→ **Extrait source**
* * * * * * * * *

Question préliminaire

[4] Au début de l’audience, Mme Hastings a présenté un rapport du Dr Sharda, chiropraticien, daté du 26 janvier 2015, qui précisait que l’appelant s’était présenté à son cabinet le 20 novembre 2014 avec comme motif de consultation une douleur aiguë au bas du dos irradiant dans les deux jambes jusqu’aux pieds (à l’effort). La lettre recommande de la chiropractie, de la physiothérapie et des orthèses sur mesure pour les pieds. Puisque ce rapport a été produit plus de cinq ans après le 31 décembre 2009, la date marquant la fin de sa période minimale d’admissibilité (PMA), le Tribunal a établi que sa pertinence est minime et qu’il ne devrait pas être admis à ce stade tardif.

Droit applicable

[5] L’article 257 de la Loi sur l’emploi, la croissance et la prospérité durable de 2012 prévoit qu’un appel qui a été présenté devant le BCTR avant le 1er avril 2013 et qui n’a pas été instruit par le BCTR est réputé avoir été présenté devant la division générale du Tribunal de la sécurité sociale.

[6] L’alinéa 44(1)b) du Régime de pensions du Canada (la Loi) énonce les critères d’admissibilité à une pension d’invalidité du RPC. Pour être admissible à cette pension, le demandeur :

  1. a) doit avoir moins de 65 ans;
  2. b) ne doit pas toucher de pension de retraite du RPC;
  3. c) doit être invalide;
  4. d) doit avoir versé des cotisations valides au RPC pendant au moins la PMA.

[7] Le calcul de la PMA est important puisqu’une personne doit établir qu’elle était atteinte d’une invalidité grave et prolongée à la date marquant la fin de sa PMA ou avant cette date.

[8] Aux termes de l’alinéa 42(2)a) de la Loi, pour être invalide, une personne doit être atteinte d’une invalidité physique ou mentale grave et prolongée. Une invalidité n’est grave que si elle rend la personne régulièrement incapable de détenir une occupation véritablement rémunératrice. Une invalidité n’est prolongée que si elle doit vraisemblablement durer pendant une période longue, continue et indéfinie ou doit entraîner vraisemblablement le décès.

Question en litige

[9] Le Tribunal constate que la PMA de l’appelant a pris fin le 31 décembre 2009.

* * * * * * * * *

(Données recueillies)
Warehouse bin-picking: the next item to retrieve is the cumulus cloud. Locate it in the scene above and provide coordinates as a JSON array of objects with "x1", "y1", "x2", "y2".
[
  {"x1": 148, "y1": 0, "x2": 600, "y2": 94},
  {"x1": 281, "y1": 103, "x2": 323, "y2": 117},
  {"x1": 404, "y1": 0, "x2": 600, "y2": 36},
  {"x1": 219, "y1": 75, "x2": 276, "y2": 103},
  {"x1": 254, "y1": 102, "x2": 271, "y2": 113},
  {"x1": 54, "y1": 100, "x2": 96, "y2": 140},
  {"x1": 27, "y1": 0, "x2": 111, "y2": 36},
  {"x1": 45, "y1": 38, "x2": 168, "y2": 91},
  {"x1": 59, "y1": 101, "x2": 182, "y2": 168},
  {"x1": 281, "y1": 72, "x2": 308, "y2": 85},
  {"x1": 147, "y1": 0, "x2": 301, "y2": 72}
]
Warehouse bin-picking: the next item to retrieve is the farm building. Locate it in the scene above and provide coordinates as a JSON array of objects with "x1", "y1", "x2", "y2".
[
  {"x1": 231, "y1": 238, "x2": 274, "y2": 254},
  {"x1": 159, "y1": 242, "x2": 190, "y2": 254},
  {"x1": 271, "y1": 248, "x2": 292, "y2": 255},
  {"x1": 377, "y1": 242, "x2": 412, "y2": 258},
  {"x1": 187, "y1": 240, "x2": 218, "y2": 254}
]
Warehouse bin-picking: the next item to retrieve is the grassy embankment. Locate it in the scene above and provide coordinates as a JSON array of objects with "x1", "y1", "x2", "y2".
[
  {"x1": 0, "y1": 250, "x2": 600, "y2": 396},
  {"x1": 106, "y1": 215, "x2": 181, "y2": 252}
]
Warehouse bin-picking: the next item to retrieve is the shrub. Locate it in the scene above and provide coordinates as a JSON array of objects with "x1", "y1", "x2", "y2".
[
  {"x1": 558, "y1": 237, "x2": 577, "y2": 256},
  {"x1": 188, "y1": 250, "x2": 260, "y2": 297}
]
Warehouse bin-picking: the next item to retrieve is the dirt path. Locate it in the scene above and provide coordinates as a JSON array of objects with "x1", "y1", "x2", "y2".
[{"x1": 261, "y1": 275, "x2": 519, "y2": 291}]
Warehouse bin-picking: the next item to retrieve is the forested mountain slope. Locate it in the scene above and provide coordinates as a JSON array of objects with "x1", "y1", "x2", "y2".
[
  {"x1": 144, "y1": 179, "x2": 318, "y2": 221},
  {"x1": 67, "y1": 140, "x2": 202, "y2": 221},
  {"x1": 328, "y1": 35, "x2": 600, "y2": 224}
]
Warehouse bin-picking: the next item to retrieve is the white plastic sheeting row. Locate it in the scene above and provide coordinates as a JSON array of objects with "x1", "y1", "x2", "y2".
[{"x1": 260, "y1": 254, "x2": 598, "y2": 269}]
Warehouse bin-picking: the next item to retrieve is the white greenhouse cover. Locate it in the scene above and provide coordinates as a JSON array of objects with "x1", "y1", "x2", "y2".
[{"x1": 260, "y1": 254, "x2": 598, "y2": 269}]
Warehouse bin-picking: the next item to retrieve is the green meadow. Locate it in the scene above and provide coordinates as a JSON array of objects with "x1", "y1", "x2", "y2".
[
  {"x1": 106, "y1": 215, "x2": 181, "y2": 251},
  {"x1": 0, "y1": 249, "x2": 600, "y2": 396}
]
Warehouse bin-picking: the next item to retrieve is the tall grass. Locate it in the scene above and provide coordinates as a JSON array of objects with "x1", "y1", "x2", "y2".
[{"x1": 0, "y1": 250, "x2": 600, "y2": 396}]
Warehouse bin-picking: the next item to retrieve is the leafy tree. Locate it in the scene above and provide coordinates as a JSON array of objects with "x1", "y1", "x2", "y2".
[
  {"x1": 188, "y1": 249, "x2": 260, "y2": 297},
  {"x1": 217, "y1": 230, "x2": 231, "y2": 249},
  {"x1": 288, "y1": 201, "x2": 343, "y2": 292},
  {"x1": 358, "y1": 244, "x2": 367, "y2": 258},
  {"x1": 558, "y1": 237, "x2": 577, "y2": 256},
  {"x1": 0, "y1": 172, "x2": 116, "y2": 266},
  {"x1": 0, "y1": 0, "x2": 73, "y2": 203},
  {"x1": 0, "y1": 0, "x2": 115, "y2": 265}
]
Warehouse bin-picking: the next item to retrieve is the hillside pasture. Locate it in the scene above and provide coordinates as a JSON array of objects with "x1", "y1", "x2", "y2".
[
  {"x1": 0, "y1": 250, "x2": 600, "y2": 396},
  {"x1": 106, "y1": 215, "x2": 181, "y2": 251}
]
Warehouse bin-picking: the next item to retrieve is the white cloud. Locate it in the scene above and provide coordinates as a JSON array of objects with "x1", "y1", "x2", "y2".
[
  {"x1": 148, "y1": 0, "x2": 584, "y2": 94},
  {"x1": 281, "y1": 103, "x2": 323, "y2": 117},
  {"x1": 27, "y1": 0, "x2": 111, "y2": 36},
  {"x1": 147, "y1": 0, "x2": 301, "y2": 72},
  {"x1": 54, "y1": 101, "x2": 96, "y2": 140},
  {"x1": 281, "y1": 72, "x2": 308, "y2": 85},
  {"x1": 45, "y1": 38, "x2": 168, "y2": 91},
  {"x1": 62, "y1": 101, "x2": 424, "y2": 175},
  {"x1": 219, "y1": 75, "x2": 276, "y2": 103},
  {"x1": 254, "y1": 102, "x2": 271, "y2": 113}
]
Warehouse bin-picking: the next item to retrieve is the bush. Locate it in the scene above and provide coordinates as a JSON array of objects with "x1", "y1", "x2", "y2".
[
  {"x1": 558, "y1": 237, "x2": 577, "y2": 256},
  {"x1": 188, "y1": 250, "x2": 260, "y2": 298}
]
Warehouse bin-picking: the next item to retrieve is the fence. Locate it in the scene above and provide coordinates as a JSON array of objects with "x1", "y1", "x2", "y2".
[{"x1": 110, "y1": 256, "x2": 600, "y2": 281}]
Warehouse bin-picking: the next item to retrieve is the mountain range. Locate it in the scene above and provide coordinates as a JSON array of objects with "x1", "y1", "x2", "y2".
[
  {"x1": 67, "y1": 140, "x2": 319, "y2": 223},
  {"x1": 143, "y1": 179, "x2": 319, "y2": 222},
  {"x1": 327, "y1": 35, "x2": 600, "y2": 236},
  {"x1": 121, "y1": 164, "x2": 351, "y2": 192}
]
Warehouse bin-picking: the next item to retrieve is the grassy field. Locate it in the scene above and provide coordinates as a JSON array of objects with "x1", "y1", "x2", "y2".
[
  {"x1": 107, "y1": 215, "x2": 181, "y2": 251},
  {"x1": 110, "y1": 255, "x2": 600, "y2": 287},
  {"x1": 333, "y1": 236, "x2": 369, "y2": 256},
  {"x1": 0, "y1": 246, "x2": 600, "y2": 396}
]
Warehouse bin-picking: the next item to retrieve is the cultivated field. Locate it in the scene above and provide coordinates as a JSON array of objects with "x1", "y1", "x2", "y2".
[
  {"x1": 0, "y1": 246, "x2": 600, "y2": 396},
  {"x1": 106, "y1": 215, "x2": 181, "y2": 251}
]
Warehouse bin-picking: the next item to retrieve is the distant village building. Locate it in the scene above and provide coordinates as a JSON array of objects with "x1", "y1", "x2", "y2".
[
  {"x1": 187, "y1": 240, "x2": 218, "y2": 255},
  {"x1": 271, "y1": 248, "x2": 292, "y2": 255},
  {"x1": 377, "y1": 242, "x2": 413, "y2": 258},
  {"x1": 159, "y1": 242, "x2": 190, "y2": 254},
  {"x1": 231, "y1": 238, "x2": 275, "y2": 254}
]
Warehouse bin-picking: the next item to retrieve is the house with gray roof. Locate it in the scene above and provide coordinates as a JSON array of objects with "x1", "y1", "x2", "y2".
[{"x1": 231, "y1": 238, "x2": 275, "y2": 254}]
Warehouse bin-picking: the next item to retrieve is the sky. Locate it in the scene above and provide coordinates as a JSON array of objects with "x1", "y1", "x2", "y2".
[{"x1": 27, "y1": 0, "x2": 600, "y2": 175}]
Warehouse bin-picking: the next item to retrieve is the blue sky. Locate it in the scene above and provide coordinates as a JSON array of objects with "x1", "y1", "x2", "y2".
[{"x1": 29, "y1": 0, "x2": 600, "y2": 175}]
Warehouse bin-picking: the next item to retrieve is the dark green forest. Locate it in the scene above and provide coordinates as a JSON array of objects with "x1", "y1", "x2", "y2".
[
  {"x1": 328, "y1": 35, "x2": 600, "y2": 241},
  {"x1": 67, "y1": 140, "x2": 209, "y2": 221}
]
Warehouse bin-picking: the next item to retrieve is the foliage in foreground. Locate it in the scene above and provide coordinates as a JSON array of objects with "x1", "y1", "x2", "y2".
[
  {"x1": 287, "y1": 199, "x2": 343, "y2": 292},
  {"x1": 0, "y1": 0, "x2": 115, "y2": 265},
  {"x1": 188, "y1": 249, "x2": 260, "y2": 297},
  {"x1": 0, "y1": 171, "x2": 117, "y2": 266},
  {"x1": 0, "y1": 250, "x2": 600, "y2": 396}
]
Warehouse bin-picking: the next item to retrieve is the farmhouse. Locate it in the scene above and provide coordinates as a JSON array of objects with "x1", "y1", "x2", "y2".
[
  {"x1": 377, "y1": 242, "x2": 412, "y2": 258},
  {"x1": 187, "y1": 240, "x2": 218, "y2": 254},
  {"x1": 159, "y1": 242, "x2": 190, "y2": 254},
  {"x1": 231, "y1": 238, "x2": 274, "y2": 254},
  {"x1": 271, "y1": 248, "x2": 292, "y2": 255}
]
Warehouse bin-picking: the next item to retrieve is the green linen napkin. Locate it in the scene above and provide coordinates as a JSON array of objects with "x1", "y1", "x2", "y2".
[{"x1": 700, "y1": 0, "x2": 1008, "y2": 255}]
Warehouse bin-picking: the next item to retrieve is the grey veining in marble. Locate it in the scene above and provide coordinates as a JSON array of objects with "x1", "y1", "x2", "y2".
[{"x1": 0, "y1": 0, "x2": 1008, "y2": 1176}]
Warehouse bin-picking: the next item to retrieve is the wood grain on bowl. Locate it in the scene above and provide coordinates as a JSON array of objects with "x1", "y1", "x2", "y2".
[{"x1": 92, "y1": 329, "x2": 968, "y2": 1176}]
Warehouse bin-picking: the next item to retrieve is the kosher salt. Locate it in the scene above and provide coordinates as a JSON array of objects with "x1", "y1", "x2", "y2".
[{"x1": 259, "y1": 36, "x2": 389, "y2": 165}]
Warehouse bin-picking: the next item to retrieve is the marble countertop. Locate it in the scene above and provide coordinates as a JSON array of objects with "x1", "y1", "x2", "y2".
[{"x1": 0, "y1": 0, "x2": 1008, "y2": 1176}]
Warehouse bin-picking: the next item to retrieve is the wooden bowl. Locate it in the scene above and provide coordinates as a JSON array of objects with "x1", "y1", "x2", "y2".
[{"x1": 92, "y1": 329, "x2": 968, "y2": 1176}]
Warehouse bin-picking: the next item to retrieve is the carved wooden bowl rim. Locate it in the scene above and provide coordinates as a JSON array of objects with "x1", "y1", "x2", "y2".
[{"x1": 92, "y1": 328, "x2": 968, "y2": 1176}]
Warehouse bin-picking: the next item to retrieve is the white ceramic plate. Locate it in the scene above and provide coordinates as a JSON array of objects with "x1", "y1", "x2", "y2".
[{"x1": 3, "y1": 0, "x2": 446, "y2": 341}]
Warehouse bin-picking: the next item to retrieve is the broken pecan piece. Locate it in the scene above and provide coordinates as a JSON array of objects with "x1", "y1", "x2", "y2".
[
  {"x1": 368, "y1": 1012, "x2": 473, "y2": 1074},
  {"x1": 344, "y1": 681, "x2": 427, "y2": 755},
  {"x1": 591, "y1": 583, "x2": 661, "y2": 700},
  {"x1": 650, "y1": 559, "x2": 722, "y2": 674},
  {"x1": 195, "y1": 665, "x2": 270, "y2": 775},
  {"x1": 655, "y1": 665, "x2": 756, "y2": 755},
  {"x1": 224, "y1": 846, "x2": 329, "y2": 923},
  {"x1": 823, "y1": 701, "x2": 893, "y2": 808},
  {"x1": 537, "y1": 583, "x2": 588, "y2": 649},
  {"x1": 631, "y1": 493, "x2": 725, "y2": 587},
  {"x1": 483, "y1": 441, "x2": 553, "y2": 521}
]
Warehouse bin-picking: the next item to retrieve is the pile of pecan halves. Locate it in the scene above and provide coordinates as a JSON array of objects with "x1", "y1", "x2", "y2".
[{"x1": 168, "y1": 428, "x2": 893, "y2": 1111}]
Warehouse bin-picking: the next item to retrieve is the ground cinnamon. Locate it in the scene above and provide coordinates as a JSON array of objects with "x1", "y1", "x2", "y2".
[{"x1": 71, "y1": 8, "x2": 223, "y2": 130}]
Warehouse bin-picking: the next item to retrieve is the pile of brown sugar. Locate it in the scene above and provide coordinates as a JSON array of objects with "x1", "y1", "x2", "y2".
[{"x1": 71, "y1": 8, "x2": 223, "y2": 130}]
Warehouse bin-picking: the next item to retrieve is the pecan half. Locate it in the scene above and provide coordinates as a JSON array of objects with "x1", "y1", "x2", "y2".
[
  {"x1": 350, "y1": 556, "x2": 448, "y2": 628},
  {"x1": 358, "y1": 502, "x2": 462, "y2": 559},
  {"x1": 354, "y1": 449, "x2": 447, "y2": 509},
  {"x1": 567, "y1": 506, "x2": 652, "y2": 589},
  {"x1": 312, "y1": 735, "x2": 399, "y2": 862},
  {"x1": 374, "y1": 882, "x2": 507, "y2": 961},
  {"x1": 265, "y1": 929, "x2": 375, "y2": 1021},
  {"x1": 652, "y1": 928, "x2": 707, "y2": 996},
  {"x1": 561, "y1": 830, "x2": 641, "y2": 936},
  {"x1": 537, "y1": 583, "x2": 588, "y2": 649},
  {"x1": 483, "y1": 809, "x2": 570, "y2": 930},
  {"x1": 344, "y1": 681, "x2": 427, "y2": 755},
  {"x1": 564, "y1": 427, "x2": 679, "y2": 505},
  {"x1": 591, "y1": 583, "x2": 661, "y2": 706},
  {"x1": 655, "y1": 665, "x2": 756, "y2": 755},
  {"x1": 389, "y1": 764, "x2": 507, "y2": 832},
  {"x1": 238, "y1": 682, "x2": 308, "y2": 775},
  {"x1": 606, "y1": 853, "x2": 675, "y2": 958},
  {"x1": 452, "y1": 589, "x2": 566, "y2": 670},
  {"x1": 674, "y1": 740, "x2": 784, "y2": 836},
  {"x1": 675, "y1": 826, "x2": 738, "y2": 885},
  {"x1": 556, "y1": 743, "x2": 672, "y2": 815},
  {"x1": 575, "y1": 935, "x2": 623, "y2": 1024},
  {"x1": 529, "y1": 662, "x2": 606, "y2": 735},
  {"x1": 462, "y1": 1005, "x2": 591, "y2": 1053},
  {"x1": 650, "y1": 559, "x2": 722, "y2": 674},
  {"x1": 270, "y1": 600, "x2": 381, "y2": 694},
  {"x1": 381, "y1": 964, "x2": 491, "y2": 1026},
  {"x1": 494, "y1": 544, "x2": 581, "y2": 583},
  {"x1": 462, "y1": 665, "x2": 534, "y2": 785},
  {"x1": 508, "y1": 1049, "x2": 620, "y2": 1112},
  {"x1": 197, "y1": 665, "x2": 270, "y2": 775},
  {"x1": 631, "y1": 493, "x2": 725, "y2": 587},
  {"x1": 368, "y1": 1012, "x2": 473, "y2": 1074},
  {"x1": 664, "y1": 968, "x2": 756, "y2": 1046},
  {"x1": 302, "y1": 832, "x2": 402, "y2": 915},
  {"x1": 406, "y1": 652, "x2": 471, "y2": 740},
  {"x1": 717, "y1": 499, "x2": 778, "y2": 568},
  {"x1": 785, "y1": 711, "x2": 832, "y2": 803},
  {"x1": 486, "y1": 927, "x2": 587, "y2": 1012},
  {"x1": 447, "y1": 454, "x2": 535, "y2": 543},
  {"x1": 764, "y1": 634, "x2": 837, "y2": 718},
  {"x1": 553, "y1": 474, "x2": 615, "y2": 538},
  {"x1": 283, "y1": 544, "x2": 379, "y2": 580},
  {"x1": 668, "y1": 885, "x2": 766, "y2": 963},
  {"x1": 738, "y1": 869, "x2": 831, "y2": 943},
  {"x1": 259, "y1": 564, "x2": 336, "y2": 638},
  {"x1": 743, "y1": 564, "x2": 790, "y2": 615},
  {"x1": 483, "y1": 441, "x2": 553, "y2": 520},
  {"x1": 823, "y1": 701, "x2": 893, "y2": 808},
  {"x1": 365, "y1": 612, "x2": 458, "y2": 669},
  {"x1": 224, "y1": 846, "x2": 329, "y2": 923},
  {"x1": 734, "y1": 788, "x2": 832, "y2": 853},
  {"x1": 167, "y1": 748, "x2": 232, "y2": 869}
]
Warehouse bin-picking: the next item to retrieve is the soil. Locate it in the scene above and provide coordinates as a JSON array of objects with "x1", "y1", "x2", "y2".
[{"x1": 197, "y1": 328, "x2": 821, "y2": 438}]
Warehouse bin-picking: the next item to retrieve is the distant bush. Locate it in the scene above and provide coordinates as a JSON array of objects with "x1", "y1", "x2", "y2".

* * * * * * * * *

→ **À faire**
[A] Répondez aux questions suivantes à l'aide de l'extrait.
(i) À quelle date l'appelant s'est-il présenté au cabinet du Dr Sharda ?
(ii) Quel article de la Loi sur l'emploi, la croissance et la prospérité durable de 2012 est cité ?
(iii) À quelle date la PMA de l'appelant a-t-elle pris fin ?
[B] Énumérez les critères d'admissibilité à une pension d'invalidité du RPC que donne l'extrait.

→ **Corrigé par question**
[A]
(i) Le 20 novembre 2014.
(ii) L'article 257.
(iii) Le 31 décembre 2009.

[B]
- Avoir moins de 65 ans.
- Ne pas toucher de pension de retraite du RPC.
- Être invalide.
- Avoir versé des cotisations valides au RPC pendant au moins la PMA.